■ **Document text**
________________________
2. The architecture of claim 1 , wherein the CMOS neural circuits include a source line block having dynamic comparators, and wherein inference is effected by clamping pairs of bit lines in a differential manner and comparing within the dynamic comparator voltages on each differential bit line pair to obtain a binary output activation for output neurons.
3. The architecture of claim 2 , wherein the comparison is performed in parallel across all source line pairs.
4. The architecture of claim 1 , wherein pairs of bit lines are clamped in a differential manner so that a binary output activation is generated at the output port.
5. The architecture of claim 1 , further comprising a plurality of switches disposed within the bit lines and source lines between adjacent network modules, wherein closing a switch in bit lines between adjacent network modules creates a layer with additional input neurons and closing a switch in source lines between adjacent network modules creates a layer with additional output neurons.
6. The architecture of claim 1 , further comprising a plurality of routing switches configured to connect input ports and output ports of the network modules to flow binary activations forward and binary errors backward.
________________________
■ **Exercise material**
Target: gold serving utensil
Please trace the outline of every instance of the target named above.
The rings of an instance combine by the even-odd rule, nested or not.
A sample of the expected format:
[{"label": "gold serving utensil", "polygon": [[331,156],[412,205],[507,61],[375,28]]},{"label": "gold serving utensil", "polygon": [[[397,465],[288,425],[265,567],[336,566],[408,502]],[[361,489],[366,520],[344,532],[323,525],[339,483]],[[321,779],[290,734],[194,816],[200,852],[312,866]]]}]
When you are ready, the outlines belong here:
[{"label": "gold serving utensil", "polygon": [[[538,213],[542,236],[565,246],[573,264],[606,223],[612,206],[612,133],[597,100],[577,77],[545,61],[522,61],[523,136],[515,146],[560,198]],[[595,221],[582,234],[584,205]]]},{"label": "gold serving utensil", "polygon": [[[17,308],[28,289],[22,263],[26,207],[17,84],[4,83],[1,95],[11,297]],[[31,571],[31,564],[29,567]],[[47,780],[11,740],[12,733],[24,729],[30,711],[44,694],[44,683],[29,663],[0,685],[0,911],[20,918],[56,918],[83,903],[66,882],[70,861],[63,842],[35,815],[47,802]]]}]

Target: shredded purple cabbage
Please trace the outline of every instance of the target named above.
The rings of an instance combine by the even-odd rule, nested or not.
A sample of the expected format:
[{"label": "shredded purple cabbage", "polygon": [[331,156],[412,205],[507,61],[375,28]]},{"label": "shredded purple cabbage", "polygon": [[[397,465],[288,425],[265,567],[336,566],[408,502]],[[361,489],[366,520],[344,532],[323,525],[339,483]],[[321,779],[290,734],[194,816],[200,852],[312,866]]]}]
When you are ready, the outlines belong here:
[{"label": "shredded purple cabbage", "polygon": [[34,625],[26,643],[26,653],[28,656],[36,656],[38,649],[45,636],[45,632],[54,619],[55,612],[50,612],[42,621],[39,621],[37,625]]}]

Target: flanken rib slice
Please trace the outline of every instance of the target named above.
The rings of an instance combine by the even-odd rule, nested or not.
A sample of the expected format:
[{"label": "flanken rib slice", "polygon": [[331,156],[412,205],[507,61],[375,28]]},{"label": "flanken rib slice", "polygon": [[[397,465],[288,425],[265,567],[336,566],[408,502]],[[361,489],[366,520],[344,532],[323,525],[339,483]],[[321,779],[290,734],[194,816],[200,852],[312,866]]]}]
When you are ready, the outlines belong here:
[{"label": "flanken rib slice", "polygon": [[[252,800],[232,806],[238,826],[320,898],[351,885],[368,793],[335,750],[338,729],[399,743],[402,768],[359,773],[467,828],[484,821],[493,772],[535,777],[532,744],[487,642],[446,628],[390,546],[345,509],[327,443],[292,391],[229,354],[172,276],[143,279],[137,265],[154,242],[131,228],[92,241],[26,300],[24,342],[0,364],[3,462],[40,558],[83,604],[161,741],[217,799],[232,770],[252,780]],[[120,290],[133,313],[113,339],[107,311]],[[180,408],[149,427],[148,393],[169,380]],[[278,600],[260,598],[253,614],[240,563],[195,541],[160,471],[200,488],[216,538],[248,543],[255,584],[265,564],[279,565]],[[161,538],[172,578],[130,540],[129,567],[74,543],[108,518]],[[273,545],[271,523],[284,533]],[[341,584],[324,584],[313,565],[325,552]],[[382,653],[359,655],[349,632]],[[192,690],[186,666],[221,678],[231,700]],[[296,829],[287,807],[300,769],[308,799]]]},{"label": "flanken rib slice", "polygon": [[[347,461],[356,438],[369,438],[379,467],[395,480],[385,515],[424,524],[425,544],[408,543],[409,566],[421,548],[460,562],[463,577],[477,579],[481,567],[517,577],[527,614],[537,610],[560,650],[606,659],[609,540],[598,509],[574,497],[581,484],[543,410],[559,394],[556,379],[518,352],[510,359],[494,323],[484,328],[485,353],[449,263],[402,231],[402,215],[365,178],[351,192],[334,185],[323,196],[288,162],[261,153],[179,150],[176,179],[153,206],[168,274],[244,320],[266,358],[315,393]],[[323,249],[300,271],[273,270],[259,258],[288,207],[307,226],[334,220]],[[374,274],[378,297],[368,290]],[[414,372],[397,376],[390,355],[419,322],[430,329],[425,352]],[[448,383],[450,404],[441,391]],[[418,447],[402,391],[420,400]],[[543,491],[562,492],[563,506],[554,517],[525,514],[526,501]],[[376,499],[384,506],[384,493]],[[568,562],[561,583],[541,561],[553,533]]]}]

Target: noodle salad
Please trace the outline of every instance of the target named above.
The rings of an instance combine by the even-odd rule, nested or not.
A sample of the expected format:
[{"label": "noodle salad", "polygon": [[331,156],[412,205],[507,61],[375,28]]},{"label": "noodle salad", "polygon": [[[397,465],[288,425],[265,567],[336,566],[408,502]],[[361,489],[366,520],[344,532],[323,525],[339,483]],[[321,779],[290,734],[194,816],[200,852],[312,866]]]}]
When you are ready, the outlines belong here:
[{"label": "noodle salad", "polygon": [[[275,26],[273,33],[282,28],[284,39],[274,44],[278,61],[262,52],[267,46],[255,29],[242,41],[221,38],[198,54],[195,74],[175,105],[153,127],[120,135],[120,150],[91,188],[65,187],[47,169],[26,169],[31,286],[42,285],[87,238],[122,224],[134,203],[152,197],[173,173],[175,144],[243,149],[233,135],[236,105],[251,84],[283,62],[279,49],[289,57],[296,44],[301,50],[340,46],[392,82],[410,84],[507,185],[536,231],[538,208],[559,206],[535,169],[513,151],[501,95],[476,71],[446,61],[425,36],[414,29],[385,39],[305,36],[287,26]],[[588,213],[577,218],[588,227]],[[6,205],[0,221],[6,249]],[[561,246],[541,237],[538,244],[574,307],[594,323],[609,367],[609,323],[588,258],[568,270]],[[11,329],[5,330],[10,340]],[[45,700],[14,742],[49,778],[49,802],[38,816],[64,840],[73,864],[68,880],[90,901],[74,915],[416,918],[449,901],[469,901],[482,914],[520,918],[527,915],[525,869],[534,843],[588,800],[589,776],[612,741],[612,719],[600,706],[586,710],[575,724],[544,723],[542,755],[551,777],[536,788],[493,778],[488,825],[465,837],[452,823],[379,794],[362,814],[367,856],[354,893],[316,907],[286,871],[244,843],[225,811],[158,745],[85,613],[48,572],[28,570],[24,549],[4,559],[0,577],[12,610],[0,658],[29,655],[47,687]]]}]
________________________
■ **Stated problem 1**
Arrange the records as a Markdown table with the columns Row and Line, starting with the line containing "Target: noodle salad" and going on through the end of the records, and leave out blank lines.
■ **Stated problem 2**
Pick up the patent claims on the neural network architecture where they stop.
The records are unrelated to the text above them.

■ **Exercise output 1**
| Row | Line |
|---|---|
| 1 | Target: noodle salad |
| 2 | Please trace the outline of every instance of the target named above. |
| 3 | The rings of an instance combine by the even-odd rule, nested or not. |
| 4 | A sample of the expected format: |
| 5 | [{"label": "noodle salad", "polygon": [[331,156],[412,205],[507,61],[375,28]]},{"label": "noodle salad", "polygon": [[[397,465],[288,425],[265,567],[336,566],[408,502]],[[361,489],[366,520],[344,532],[323,525],[339,483]],[[321,779],[290,734],[194,816],[200,852],[312,866]]]}] |
| 6 | When you are ready, the outlines belong here: |
| 7 | [{"label": "noodle salad", "polygon": [[[275,26],[273,33],[282,28],[284,39],[274,44],[278,61],[262,52],[267,46],[255,29],[242,41],[221,38],[198,54],[195,74],[175,105],[153,127],[120,135],[120,150],[91,188],[65,187],[47,169],[26,169],[31,286],[42,285],[87,238],[122,224],[134,203],[152,197],[173,173],[175,144],[243,149],[233,135],[236,105],[251,84],[283,62],[279,49],[289,57],[296,44],[301,50],[340,46],[392,82],[410,84],[507,185],[536,231],[538,208],[559,206],[535,169],[513,151],[501,95],[476,71],[446,61],[425,36],[414,29],[385,39],[305,36],[287,26]],[[588,213],[577,218],[588,227]],[[6,205],[0,221],[6,249]],[[561,246],[541,237],[538,244],[574,307],[594,323],[609,367],[609,323],[588,258],[568,270]],[[11,329],[5,330],[10,340]],[[45,700],[14,742],[49,778],[49,802],[38,816],[64,840],[73,864],[68,880],[90,901],[74,915],[416,918],[449,901],[469,901],[482,914],[520,918],[527,915],[525,869],[534,843],[588,800],[589,776],[612,741],[612,719],[600,706],[586,710],[575,724],[544,723],[542,755],[551,777],[536,788],[493,778],[488,825],[465,837],[452,823],[379,794],[362,814],[367,856],[354,893],[316,907],[286,871],[244,843],[225,811],[158,745],[85,613],[48,572],[28,570],[24,549],[4,559],[0,577],[12,610],[0,658],[29,655],[47,687]]]}] |

■ **Exercise output 2**
7. A neural network architecture configured for inference and learning, the architecture comprising:
a plurality of network modules arranged in an array, each network module configured to implement lines and one or more layers of binary neurons via a combination of CMOS neural circuits and a conductance crossbar array configured to store synapse elements weights, wherein crossbar intersections within the crossbar array define interconnects between lines of neurons of consecutive layers in the network structure, and wherein the synapse element weights are trained using backpropagation with trinary truncated updates.
8. The architecture of claim 7 , wherein the crossbar intersections comprise intersections between bit lines and source lines, and wherein the CMOS neural circuits include a source line block having dynamic comparators, and wherein inference is effected by clamping pairs of bit lines in a differential manner and comparing within the dynamic comparator voltages on each differential bit line pair to obtain a binary output activation for output neurons.
9. The architecture of claim 8 , wherein the comparison is performed in parallel across all source line pairs.
10. The architecture of claim 7 , wherein the crossbar intersections comprise intersections between bit lines and source lines, and wherein pairs of bit lines are clamped in a differential manner so that a binary output activation is generated at an output port.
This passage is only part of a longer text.